**Work to complete**: Transcribe exactly the lines from the one holding "of the stainless" to the end of the data below, including both of those lines and no others.
* START Data for processing *
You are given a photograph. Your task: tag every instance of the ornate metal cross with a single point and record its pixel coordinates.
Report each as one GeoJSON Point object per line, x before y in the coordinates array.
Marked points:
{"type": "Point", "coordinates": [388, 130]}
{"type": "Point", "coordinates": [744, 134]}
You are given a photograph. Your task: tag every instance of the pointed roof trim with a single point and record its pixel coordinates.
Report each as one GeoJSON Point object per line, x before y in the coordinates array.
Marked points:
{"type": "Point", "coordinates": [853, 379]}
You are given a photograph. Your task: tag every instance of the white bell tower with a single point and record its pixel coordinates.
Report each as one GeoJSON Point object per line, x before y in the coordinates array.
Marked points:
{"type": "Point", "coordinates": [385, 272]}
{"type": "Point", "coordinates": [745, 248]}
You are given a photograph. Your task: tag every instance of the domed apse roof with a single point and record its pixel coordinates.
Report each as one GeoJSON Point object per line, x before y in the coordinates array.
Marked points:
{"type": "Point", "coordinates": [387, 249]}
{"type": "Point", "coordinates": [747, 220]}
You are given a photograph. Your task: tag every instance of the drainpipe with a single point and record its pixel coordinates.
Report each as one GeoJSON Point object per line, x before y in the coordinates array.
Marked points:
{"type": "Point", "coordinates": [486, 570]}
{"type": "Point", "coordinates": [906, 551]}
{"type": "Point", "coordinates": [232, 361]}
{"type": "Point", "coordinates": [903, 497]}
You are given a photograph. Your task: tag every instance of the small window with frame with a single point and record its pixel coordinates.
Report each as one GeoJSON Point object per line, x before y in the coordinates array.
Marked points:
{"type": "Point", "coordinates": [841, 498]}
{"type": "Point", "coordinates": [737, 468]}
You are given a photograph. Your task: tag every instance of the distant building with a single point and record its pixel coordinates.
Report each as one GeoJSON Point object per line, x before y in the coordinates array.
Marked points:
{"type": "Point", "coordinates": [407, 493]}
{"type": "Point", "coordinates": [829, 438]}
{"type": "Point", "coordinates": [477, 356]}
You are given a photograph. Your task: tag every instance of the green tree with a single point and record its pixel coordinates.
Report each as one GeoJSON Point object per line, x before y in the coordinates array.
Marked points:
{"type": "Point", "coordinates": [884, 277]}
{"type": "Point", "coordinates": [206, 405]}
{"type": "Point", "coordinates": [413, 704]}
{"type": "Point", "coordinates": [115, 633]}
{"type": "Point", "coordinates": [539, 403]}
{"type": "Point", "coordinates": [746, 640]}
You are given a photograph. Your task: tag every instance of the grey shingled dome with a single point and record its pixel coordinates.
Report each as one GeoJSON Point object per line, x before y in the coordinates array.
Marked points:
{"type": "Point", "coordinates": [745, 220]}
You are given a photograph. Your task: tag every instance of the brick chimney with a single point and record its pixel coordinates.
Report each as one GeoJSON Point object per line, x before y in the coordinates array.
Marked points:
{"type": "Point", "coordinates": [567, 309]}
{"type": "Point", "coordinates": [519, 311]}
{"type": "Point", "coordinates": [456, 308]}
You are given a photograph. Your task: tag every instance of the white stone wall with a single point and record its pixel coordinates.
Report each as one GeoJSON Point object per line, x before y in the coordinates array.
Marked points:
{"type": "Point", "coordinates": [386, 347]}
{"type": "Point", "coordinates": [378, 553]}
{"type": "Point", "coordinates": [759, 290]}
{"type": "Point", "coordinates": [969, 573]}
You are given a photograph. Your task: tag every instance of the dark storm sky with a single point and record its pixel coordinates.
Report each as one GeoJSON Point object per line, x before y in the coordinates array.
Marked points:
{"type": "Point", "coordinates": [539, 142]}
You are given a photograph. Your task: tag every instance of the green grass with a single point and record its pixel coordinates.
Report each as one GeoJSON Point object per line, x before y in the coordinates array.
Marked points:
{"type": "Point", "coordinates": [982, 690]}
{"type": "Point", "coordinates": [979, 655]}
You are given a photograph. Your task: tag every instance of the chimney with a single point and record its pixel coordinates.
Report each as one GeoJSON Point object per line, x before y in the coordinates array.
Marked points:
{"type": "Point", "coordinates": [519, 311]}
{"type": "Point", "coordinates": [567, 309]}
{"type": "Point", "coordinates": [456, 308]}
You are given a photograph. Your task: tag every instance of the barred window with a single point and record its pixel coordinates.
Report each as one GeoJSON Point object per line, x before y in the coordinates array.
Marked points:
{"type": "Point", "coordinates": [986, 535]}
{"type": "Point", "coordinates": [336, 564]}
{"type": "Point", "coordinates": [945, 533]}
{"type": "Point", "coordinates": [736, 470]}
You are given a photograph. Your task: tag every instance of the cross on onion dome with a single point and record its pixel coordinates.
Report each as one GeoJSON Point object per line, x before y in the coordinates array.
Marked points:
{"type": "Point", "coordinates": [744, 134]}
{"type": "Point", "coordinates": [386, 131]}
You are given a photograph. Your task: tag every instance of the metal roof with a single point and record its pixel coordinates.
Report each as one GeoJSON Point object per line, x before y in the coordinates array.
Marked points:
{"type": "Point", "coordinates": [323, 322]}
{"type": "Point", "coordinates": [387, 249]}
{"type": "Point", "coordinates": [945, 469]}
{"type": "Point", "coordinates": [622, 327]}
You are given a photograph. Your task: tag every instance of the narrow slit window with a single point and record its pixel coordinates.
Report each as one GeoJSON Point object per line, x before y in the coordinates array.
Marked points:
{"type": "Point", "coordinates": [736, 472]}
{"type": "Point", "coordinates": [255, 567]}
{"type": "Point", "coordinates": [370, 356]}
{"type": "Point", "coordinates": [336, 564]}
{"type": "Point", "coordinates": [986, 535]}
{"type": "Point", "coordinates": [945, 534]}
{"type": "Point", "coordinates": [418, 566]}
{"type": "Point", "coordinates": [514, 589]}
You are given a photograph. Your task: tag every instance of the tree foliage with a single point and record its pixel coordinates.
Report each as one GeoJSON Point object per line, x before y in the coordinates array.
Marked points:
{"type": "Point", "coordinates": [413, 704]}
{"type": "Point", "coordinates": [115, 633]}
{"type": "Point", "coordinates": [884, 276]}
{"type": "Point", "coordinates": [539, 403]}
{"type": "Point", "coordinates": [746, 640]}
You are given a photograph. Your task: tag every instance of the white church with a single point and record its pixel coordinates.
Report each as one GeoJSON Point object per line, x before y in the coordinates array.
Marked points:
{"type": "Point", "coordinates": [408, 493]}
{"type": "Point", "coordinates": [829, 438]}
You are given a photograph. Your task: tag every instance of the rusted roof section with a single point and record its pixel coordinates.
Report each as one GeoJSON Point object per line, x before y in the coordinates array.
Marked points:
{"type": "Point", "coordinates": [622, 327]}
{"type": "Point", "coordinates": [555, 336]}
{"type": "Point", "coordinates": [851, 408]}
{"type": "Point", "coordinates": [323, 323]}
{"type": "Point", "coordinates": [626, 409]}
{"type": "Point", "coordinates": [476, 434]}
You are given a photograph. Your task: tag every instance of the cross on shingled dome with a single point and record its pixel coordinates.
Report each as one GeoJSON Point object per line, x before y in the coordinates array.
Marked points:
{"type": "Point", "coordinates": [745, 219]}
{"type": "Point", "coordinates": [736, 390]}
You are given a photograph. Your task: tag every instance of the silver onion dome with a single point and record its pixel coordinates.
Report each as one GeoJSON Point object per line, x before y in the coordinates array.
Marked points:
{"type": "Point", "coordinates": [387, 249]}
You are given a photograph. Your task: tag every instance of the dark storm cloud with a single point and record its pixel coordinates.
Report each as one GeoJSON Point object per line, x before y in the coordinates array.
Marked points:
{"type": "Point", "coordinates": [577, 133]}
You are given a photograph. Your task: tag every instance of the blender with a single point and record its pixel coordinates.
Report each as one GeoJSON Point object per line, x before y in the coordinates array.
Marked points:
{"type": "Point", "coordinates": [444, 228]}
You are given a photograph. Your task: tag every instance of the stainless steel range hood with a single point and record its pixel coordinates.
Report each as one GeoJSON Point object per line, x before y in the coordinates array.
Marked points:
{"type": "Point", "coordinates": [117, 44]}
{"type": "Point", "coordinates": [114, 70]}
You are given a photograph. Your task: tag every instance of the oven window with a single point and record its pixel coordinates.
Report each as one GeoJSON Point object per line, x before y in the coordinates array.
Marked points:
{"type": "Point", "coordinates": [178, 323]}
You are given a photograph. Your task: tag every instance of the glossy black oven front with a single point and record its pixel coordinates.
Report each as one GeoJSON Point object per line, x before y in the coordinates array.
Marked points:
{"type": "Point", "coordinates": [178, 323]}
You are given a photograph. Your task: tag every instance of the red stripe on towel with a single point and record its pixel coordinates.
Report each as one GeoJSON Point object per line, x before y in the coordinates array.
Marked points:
* END Data for processing *
**Reply to the task**:
You are given a photograph. Your task: tag every instance of the stainless steel range hood with a single point and record its pixel coordinates.
Report each as one GeoJSON Point object per line, x before y in the coordinates array.
Marked points:
{"type": "Point", "coordinates": [117, 44]}
{"type": "Point", "coordinates": [114, 70]}
You are given a photograph. Your task: tag every instance of the oven window with a single point and record its pixel coordinates.
Report each as one GeoJSON Point object per line, x before y in the coordinates array.
Marked points:
{"type": "Point", "coordinates": [178, 323]}
You are given a photograph. Your task: tag every instance of the glossy black oven front with a single point and record its pixel coordinates.
Report each as one GeoJSON Point object per line, x before y in the coordinates array.
Marked points:
{"type": "Point", "coordinates": [178, 323]}
You are given a photograph. Your task: tag every instance of the red stripe on towel with a single point and record its pixel coordinates.
Report each as one GeoJSON Point object per line, x before y in the coordinates array.
Marked points:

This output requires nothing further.